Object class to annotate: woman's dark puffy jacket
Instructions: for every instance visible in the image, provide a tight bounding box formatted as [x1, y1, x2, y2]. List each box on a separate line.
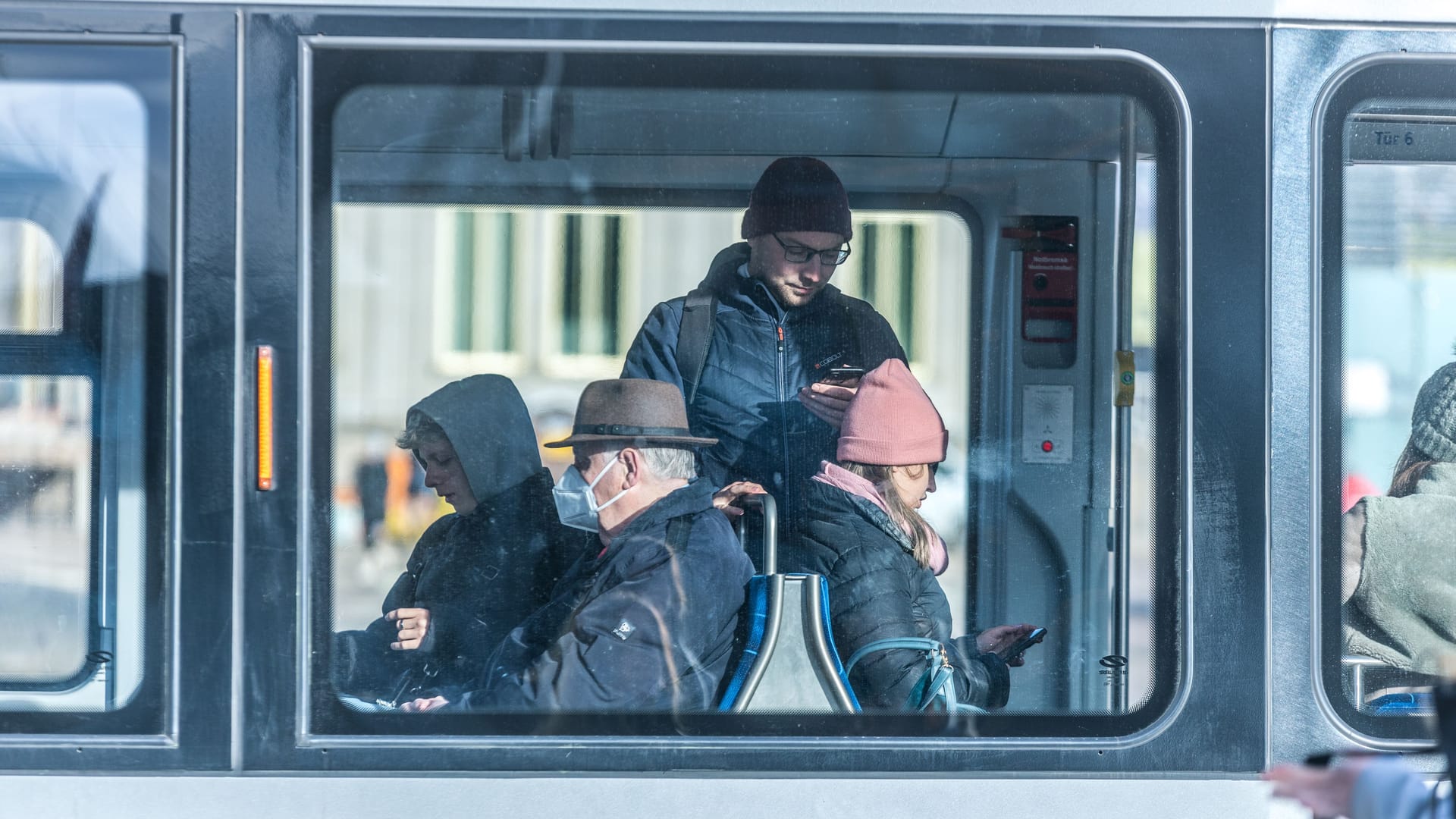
[780, 481, 1010, 710]
[622, 242, 907, 533]
[332, 375, 582, 699]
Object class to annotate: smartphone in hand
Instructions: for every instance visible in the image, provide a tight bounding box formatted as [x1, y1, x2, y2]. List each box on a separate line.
[820, 367, 864, 384]
[1002, 628, 1046, 661]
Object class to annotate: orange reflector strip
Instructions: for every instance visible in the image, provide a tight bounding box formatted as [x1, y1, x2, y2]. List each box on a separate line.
[258, 344, 272, 491]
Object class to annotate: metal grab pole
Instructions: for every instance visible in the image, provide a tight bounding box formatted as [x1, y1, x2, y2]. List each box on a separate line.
[1108, 101, 1138, 714]
[738, 494, 779, 574]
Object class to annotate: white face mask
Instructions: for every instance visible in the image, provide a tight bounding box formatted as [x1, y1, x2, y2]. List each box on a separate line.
[551, 453, 628, 532]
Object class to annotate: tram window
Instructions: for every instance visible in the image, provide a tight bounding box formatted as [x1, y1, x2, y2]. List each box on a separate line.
[301, 46, 1187, 736]
[1325, 143, 1456, 723]
[0, 64, 172, 717]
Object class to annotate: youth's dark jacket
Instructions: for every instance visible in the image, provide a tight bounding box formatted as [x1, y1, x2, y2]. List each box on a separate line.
[456, 479, 753, 711]
[622, 242, 905, 532]
[779, 481, 1010, 710]
[332, 375, 576, 699]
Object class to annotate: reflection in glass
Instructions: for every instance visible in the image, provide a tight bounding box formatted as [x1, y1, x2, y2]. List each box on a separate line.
[0, 376, 92, 686]
[0, 218, 61, 334]
[332, 204, 971, 702]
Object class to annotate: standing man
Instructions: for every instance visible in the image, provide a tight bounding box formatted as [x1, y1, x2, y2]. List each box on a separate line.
[622, 156, 905, 542]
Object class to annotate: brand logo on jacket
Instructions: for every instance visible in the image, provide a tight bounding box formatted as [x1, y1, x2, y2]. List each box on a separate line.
[814, 350, 845, 370]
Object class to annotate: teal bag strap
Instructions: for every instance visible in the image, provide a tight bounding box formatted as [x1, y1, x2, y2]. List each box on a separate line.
[845, 637, 962, 711]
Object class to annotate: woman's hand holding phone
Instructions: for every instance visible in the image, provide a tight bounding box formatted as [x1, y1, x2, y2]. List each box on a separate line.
[975, 623, 1046, 666]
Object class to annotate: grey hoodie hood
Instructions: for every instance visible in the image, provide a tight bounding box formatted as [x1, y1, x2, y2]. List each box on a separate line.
[406, 375, 541, 504]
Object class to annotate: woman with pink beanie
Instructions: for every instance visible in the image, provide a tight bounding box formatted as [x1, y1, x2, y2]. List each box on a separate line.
[785, 359, 1032, 710]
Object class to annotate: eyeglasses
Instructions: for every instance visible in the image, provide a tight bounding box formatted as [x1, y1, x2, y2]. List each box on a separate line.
[769, 233, 849, 267]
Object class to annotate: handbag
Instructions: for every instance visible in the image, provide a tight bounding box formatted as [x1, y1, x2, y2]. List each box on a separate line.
[845, 637, 986, 714]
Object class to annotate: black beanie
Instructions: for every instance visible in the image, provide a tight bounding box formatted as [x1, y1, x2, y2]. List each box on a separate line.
[742, 156, 855, 242]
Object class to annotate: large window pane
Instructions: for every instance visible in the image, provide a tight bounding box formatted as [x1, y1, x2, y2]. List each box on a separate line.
[0, 64, 172, 714]
[306, 48, 1188, 736]
[0, 218, 61, 334]
[1331, 154, 1456, 717]
[0, 376, 92, 686]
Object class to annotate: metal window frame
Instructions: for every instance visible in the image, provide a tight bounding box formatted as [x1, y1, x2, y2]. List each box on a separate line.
[238, 17, 1192, 770]
[0, 8, 236, 771]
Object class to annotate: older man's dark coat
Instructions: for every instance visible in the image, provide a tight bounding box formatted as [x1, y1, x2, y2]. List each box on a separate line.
[456, 479, 753, 711]
[780, 481, 1010, 710]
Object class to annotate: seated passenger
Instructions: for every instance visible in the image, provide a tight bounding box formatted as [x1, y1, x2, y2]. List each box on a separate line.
[332, 375, 573, 704]
[782, 359, 1032, 710]
[1341, 363, 1456, 675]
[405, 379, 753, 711]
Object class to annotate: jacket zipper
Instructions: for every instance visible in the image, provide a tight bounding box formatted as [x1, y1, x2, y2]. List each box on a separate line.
[774, 318, 793, 510]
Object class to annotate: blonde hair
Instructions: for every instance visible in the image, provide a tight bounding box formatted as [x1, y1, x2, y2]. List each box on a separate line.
[840, 460, 937, 568]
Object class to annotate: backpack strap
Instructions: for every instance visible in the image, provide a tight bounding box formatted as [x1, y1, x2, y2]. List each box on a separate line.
[677, 287, 718, 406]
[840, 293, 885, 372]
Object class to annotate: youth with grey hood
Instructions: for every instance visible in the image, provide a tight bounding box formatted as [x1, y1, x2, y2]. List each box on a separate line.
[332, 375, 581, 701]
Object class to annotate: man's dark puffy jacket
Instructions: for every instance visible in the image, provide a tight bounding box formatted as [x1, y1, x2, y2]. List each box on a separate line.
[780, 481, 1010, 710]
[622, 242, 905, 532]
[456, 479, 753, 711]
[332, 376, 579, 699]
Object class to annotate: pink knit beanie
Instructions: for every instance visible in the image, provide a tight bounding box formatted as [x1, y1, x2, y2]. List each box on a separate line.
[837, 359, 949, 466]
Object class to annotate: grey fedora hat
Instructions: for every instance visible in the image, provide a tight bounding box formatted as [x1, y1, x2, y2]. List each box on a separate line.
[544, 379, 718, 449]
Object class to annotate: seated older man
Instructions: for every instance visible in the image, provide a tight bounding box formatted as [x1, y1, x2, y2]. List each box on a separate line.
[405, 379, 753, 711]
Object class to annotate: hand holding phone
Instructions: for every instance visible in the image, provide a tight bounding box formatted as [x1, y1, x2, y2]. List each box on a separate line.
[1002, 628, 1046, 663]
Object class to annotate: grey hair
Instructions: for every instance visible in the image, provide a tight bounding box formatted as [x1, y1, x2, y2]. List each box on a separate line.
[606, 441, 698, 481]
[394, 413, 450, 449]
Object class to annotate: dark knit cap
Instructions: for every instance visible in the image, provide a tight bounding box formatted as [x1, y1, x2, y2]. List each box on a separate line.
[742, 156, 855, 242]
[1410, 362, 1456, 460]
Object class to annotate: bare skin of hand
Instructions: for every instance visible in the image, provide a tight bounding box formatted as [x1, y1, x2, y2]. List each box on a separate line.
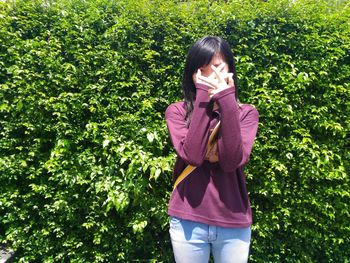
[205, 142, 219, 163]
[195, 63, 234, 97]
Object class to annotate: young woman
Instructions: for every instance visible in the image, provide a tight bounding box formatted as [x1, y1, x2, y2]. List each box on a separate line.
[165, 36, 259, 263]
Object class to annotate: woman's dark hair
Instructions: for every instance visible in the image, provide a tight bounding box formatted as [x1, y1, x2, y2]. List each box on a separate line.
[182, 36, 238, 123]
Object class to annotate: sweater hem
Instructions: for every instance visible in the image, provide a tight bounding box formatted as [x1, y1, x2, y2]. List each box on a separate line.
[168, 208, 253, 228]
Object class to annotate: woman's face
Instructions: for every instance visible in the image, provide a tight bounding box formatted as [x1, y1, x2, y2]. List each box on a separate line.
[200, 54, 229, 77]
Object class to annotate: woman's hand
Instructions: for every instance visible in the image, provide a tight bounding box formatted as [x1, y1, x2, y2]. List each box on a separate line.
[194, 63, 234, 97]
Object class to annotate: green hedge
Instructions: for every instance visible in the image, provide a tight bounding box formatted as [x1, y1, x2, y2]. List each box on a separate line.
[0, 0, 350, 262]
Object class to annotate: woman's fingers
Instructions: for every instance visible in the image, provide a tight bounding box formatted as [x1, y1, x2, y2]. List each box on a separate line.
[197, 76, 218, 89]
[210, 63, 226, 82]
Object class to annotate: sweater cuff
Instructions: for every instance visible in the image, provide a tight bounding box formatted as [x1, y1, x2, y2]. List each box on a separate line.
[211, 87, 236, 101]
[195, 83, 209, 92]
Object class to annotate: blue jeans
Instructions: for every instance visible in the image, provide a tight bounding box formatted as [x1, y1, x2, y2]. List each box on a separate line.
[169, 217, 251, 263]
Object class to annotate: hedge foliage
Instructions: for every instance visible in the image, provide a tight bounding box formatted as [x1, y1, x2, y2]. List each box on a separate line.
[0, 0, 350, 262]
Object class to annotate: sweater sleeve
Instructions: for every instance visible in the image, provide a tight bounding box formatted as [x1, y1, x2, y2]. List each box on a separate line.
[213, 88, 259, 172]
[165, 84, 210, 166]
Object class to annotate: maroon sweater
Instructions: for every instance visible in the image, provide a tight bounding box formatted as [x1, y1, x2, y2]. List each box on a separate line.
[165, 84, 259, 227]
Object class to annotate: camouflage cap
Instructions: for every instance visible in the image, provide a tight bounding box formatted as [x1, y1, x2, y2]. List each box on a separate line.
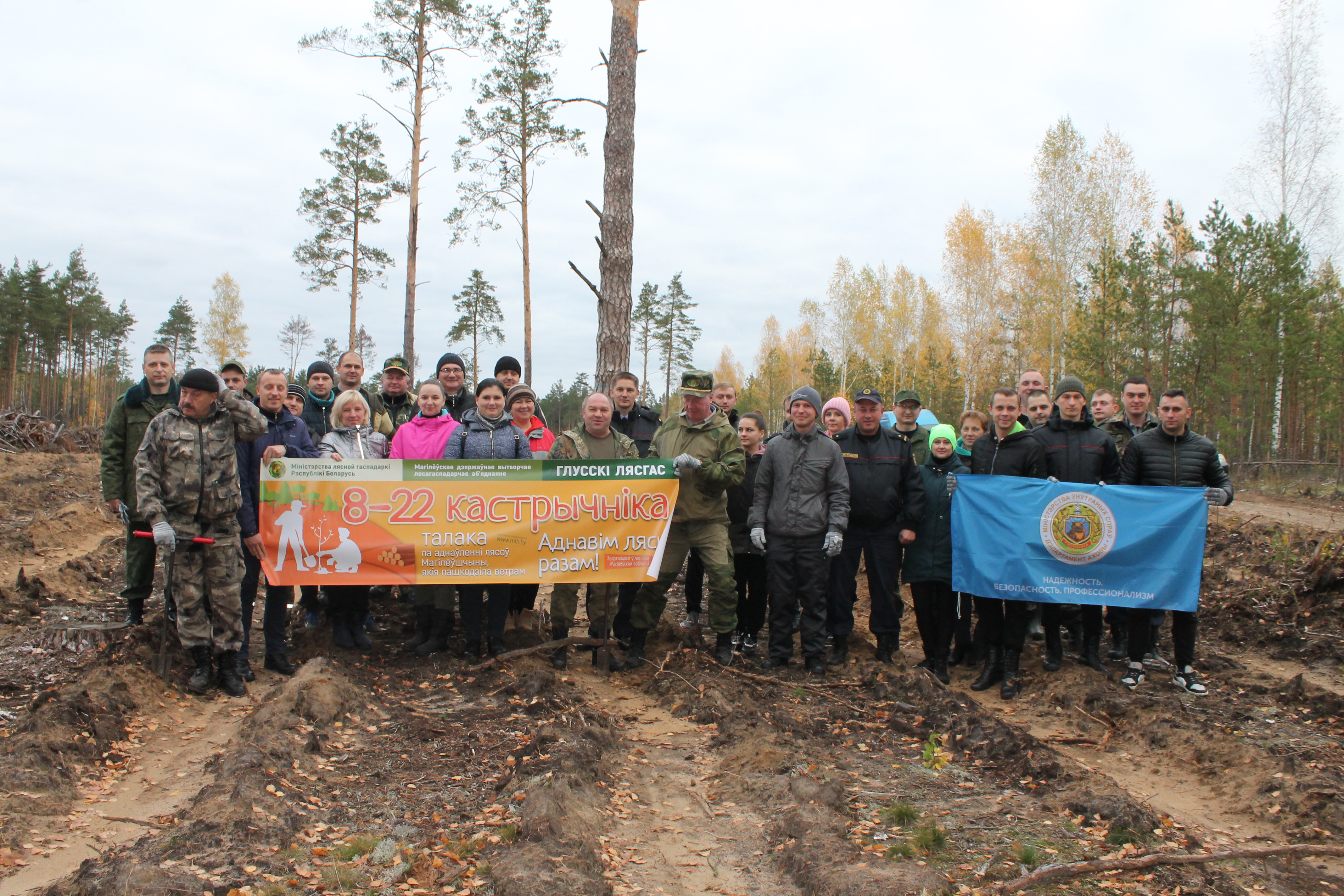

TASK TO CARRY OUT
Select every line of the data above that contains the word "youth", matching case exactly, and copy those lines.

FULL ANSWER
Object class to annotate: youth's dark jacket
Object class to annotate: youth with grey hood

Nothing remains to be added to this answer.